Given exercise: Copy all of these rows again, requests included. Multiply every coordinate in the answer points by 1.3 and round to whole numbers, with halves rounded up, but leave the numbers in the requests and their sample format unchanged.

[Rows about where objects are located]
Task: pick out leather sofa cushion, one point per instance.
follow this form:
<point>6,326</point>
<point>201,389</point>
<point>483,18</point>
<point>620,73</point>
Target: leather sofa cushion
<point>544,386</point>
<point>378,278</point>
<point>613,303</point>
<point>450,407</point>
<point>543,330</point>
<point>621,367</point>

Solved problem:
Task: pick out leather sofa cushion, one point per instance.
follow this form:
<point>6,326</point>
<point>201,389</point>
<point>483,18</point>
<point>620,73</point>
Target: leather sofa cushion
<point>707,502</point>
<point>491,361</point>
<point>797,394</point>
<point>585,529</point>
<point>706,429</point>
<point>807,477</point>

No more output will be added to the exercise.